§ Aim:
Can you give the items again with every "divided by" changed to "separated by" and nothing else altered?

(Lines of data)
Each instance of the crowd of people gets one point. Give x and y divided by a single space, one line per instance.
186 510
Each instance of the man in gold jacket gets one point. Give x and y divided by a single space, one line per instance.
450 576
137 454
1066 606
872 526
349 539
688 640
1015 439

§ Completed exercise:
Each instance of the crowd of people gets one point. Give x and y separated by a single space, one line per instance.
186 510
Each instance of the man in gold jacket gets one point. Give x and y separated by a single space, one line per instance.
450 576
137 454
1066 606
872 526
349 539
688 640
1015 439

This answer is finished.